Task goal.
Omit every picture and write out the rest of the records exactly.

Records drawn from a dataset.
------------------------------------------------

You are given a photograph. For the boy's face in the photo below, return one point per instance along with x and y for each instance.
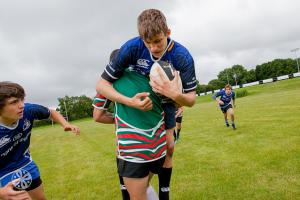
(228, 91)
(13, 109)
(157, 44)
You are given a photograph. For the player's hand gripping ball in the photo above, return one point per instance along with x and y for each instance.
(169, 73)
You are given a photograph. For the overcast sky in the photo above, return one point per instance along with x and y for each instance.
(60, 47)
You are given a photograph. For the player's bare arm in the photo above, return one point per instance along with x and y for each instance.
(140, 100)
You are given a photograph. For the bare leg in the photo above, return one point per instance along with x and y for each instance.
(137, 187)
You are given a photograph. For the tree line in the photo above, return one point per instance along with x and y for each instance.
(78, 107)
(237, 74)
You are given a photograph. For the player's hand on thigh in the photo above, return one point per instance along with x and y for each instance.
(8, 193)
(179, 112)
(142, 101)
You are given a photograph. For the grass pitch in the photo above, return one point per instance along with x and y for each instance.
(259, 160)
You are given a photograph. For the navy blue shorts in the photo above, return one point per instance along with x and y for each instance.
(224, 109)
(170, 112)
(29, 176)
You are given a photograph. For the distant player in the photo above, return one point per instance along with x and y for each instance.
(19, 175)
(226, 103)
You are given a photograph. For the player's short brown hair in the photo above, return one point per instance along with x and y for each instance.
(151, 22)
(8, 90)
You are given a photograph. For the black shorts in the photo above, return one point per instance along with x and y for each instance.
(170, 112)
(224, 110)
(139, 170)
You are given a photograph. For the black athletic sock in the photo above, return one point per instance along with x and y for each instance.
(178, 132)
(164, 177)
(125, 194)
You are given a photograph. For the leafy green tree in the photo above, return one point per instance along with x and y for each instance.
(75, 107)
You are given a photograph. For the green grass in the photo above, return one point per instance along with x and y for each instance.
(260, 160)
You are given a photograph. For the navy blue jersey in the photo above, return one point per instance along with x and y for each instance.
(224, 97)
(14, 141)
(134, 54)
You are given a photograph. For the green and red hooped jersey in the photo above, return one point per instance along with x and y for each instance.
(141, 135)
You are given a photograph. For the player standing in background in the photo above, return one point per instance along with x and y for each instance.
(226, 103)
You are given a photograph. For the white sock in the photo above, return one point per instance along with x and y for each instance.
(151, 194)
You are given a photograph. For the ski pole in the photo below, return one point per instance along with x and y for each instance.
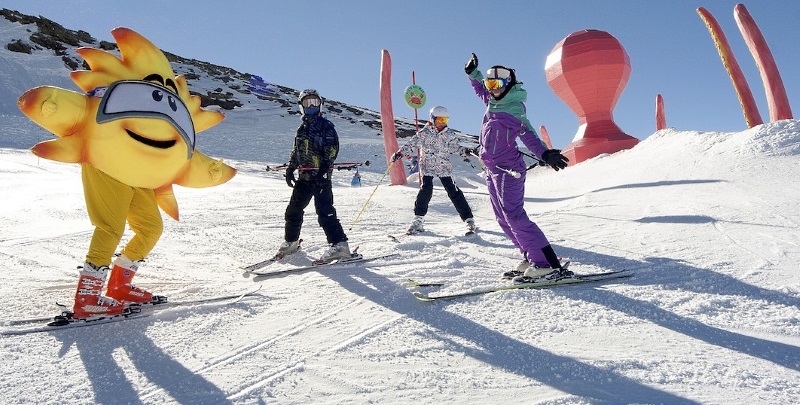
(513, 173)
(364, 207)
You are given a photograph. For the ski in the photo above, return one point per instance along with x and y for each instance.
(355, 258)
(65, 320)
(397, 237)
(578, 279)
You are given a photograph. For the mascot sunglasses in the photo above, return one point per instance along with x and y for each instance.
(140, 99)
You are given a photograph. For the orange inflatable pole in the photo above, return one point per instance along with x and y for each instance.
(397, 173)
(777, 101)
(661, 119)
(545, 137)
(746, 100)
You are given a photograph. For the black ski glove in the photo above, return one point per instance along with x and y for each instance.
(323, 170)
(290, 180)
(471, 65)
(555, 159)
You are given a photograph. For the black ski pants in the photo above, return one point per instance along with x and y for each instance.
(322, 193)
(455, 194)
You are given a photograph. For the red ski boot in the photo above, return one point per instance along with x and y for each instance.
(119, 284)
(120, 287)
(89, 301)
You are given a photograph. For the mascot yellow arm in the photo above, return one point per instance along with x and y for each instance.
(165, 198)
(204, 172)
(55, 109)
(61, 112)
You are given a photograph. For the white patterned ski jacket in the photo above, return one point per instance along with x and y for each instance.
(434, 149)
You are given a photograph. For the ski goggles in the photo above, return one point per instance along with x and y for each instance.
(141, 99)
(311, 101)
(497, 78)
(495, 84)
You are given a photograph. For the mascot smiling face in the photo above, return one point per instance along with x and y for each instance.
(135, 122)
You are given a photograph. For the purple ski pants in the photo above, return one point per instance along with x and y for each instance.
(507, 195)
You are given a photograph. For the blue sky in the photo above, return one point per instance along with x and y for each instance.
(335, 47)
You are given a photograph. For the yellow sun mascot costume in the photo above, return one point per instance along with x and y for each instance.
(133, 134)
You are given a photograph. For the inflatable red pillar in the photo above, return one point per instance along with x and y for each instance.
(588, 70)
(777, 101)
(397, 173)
(661, 119)
(545, 137)
(751, 115)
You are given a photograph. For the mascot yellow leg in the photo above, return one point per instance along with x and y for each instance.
(110, 204)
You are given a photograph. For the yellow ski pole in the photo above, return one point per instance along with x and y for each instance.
(364, 207)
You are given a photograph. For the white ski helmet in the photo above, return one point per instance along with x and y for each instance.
(307, 92)
(312, 105)
(438, 111)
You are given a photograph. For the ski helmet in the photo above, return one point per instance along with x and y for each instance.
(312, 103)
(500, 78)
(439, 111)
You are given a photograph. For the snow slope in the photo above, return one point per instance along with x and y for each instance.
(708, 222)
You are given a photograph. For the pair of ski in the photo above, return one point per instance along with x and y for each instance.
(135, 311)
(574, 280)
(397, 237)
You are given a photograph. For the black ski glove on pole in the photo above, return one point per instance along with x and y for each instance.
(290, 180)
(471, 65)
(555, 159)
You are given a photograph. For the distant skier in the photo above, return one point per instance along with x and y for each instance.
(316, 146)
(503, 122)
(435, 143)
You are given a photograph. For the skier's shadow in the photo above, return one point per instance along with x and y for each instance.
(586, 380)
(99, 352)
(499, 350)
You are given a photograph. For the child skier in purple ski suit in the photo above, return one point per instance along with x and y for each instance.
(504, 122)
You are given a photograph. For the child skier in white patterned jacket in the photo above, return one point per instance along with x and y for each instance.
(435, 143)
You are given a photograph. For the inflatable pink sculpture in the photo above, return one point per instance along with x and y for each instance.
(588, 70)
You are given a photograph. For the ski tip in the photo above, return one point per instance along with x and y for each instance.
(422, 297)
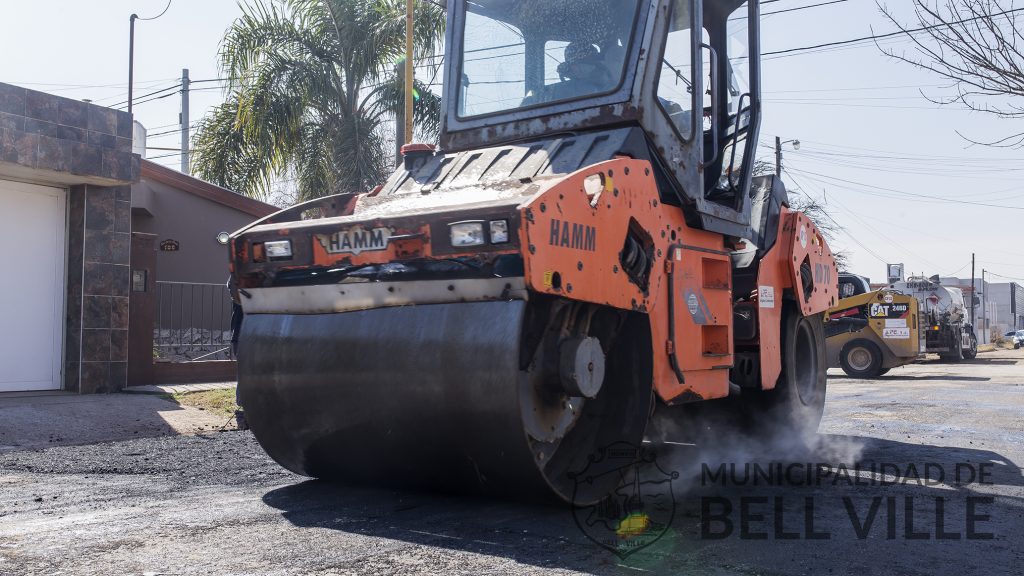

------------------------------------------------

Result of this task.
You are given a photograph. For the boy's face in the photo below, return one point per instance along with x and y for each instance.
(228, 91)
(13, 109)
(157, 44)
You are given a photograph. For the player's hand gripping ball in the photo above, return one point per instance along with x and y for each instance.
(169, 73)
You are given a photograph. For the overcast sky in the photo above, return one point per instance along with x and y for each instance.
(60, 47)
You are given a photograph. For the player's bare arm in the photo above, return one point per instance along with x and y for each instance.
(140, 100)
You are given a photograph. For the bare leg in the photo above, return one point per instance along with x and y for each instance.
(137, 187)
You are given a photograph. For the tree line in the photo above, return one point per instance along with x and y for each instance.
(78, 107)
(237, 74)
You are given a photograph. For the player's hand on thigh in the photo above, return one point per instance along with x and y for each instance.
(8, 193)
(179, 112)
(142, 101)
You are given a photograph. For the grass pitch in the photo above, return one point per instance along with x and y for each instance.
(259, 160)
You are given a photograph. For the navy blue shorts in the photo above, return one point per instance along with x and y for each instance.
(224, 109)
(170, 112)
(29, 176)
You are given a photograph. For the distant player in the photo above, return one point per instance along with x and y for each instance.
(19, 175)
(226, 103)
You are given a photograph. For the player's short brown hair in the photo above, return one point per instance along with x and y for each instance.
(151, 22)
(8, 90)
You are given a photograph. For the black shorts in the photo above, return one point per instance along with x and y for each instance.
(170, 112)
(224, 110)
(139, 170)
You are given a photograph. For the black athletic sock in the photo above, return one point per instance along with x and y for each instance.
(178, 132)
(164, 177)
(125, 194)
You are given a photograph. For the leafy green tree in the photo above, return one point per instance along with x and y for each instance.
(75, 107)
You are given a photograph. For the green grass in the photo above, return one point per instance along with x and y for each instance.
(260, 160)
You are given a photograph. For the navy blue jersey in the photo above, return one point per instance along with x and y for each instance.
(224, 97)
(14, 141)
(134, 54)
You are given a photograph. For the green and red hooped jersey in the photo above, return one point per instance along with x and y for each instance.
(141, 135)
You are given a photograph. For the player standing in background in the photo above, return one point per instance along with x and y for each instance.
(226, 103)
You are given a photograph. For the white sock in the photo above, return one point per instance along with x and y for each instance.
(151, 194)
You are given a photograph. For the ski pole in the photo below, return one point per instance along with x and y for each instance.
(513, 173)
(364, 207)
You are given a photograph. For the ski in the photo above, return one point per instance along with x and y for each instance.
(355, 258)
(65, 320)
(397, 237)
(578, 279)
You are given a photograph. For the mascot sunglasses in the photo above, return one point per instance along with x and y for each instance.
(140, 99)
You are given a photograph. For the orange inflatable pole in the photo above, return one point per instance along with x and y for each instance.
(397, 173)
(777, 101)
(661, 119)
(545, 137)
(746, 100)
You are given a photograph. For the black ski glove in the photo above, return one point per instance along with x and y for each instance.
(323, 170)
(290, 180)
(471, 65)
(555, 159)
You are given a photograph. For the black ski pants in the photo above, return one point per instance along with x and y for each instance.
(322, 193)
(455, 194)
You are given a photograph. For the red ski boot in the photo above, return one point per instance along with x and y for each instance.
(119, 284)
(120, 287)
(89, 301)
You are given a photograph. For the mascot yellow arm in the photo above, return one point per instance along with x and y for each instance.
(165, 198)
(204, 172)
(55, 109)
(61, 112)
You are given a photograph. For the white patterned ski jacket in the photo above, return one point per instance along with x and y for each instance.
(434, 149)
You are given a photograph. For the ski goggles in the photo above, return one point per instance along with x and y for each instance.
(141, 99)
(311, 101)
(497, 78)
(495, 84)
You are given a photograph. For the mascot smiling face in the photo above, return one point per instance along with x and y for each instance.
(135, 122)
You are given a photograph. For the purple ski pants in the photo above, return one point per instance along with x and y for each instance.
(507, 195)
You are given a photograph. For the blue sky in the photo above, return one point per instance along with x and y for each instance.
(335, 47)
You are given a photograph. For the yellow sun mascot costume in the photo above, return one point per instance along with x and y for each instance.
(133, 134)
You are given a photograph. For the inflatable red pillar in the photo above, return one point per instance along with x and y for each instance.
(588, 70)
(777, 101)
(397, 173)
(661, 119)
(545, 137)
(751, 115)
You are given a photograph. For the mascot yellow leg in the photo above, return one point per instance along with x and y for each instance.
(110, 204)
You are given a photograph. For the yellow ski pole in the photo above, return one point per instance along with x and y for each instance.
(364, 207)
You are given a photograph. For the white ski helmet in the photo above, return one point per instance along with x and y for each instance.
(307, 92)
(312, 105)
(438, 111)
You are given a photograph. For the ski helmet in the photo above, return one point per instance along with x and y for each instance.
(312, 103)
(500, 78)
(439, 111)
You are given a photograph. For the snow slope in the photo above, return one point per instance along with x and y for each instance.
(708, 222)
You are given a photograph. For the pair of ski in the photo above, return one point per instance along with x and y for each instance.
(135, 311)
(574, 280)
(397, 237)
You are given a photograph. For the black ski glove on pole in the photo above, return one point per instance along with x and y for each instance.
(290, 180)
(471, 65)
(555, 159)
You are given a photograph. For the distant skier in the photo above, return one point per instance along with x and y for each instance.
(316, 146)
(503, 122)
(435, 143)
You are given a photograph. For the skier's shadow in the photo above, return one point per instance along with x and y for each instance.
(586, 380)
(99, 352)
(499, 350)
You are given a photograph. For the child skier in purple ski suit in the photo above, return one point per instance along with x and y for each instance.
(504, 122)
You are given a photograph. For the child skier in white patterned jacket in the photo above, return one point per instance along with x and y for each instance.
(435, 143)
You are given a photograph. For the inflatable pink sculpture in the photo above, return one point per instance along with x and y for each instance.
(588, 70)
You are given a photograph. For the ski tip in the photo above, return one point per instance along with x and y for each instance.
(422, 297)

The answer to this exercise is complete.